***** Information given

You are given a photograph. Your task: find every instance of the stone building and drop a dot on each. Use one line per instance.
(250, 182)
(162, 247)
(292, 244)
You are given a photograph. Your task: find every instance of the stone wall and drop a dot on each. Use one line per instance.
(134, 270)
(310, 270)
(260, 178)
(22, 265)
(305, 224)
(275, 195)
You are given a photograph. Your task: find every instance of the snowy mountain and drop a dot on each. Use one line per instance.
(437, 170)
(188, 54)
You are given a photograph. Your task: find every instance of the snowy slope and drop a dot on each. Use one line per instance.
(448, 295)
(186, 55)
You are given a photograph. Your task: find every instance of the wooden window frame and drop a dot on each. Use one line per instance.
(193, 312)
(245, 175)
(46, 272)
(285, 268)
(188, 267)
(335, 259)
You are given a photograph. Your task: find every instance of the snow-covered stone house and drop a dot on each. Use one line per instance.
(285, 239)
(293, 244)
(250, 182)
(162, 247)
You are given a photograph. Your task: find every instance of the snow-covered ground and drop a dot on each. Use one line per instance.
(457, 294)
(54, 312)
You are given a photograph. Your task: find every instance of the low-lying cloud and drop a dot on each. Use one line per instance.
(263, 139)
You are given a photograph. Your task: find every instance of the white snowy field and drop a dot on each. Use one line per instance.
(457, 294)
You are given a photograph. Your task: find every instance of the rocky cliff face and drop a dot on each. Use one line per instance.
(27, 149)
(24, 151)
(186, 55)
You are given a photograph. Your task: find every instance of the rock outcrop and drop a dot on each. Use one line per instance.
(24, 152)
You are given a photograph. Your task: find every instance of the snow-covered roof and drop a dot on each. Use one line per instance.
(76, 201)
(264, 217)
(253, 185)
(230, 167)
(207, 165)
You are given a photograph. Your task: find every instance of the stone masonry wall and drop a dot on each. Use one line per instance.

**********

- **Instructions to follow**
The required answer is the complete data, repeated exactly.

- **Solution**
You are given a photograph. Your task: find every instance of the stone building and drop a dot on each. Use one line per instance.
(250, 182)
(162, 247)
(292, 244)
You are given a photograph. Your task: find every instance of the stone wall and drop a dot on each. Use one line per instance.
(134, 270)
(310, 270)
(260, 178)
(22, 265)
(305, 224)
(275, 195)
You are given a photograph. Your task: find every instance of the snowy mountain and drop a dot on each. Use one line per instance.
(437, 170)
(188, 54)
You are given a photograph. Your task: find every instance of the snowy slope and drop a dot on each. Use one line per instance.
(448, 295)
(186, 55)
You are given a photograph. Your task: find every instance of the wooden window frame and drop a dot on each. Use one line per instance.
(193, 312)
(245, 175)
(46, 272)
(285, 268)
(188, 267)
(335, 259)
You are given a photograph. Your task: find every instance of the snow-covered stone house and drop a dot on each. Use one line per instance.
(285, 239)
(293, 244)
(250, 182)
(162, 247)
You are given a photograph. Your task: find every instance of the snow-covered ground and drop a dot on each. Use one line per instance.
(457, 294)
(54, 312)
You are given a photograph. Your task: find every instance of the low-lying cloud and drop a dot on each. Use one line per instance.
(263, 139)
You are given a photograph. Your task: find every instance of the white snowy field and drop a dot on each. Use one line per instance.
(457, 294)
You are given a photograph. Your task: find every instance of the rocky cliff face and drop a dot on each. Use one line per instance.
(27, 149)
(24, 151)
(186, 55)
You are given a photograph. Your task: find every instance of the rock outcrop and drop a dot on each. Use one line per instance.
(24, 152)
You are given a photograph. Your task: find every instance of the snow-covered roof and drop a dot on each. Use one line per instance.
(76, 201)
(264, 217)
(253, 185)
(230, 167)
(207, 165)
You are given a photograph. Your task: find every instance of the stone masonry wall and drop a dot on each. Use one line per instance.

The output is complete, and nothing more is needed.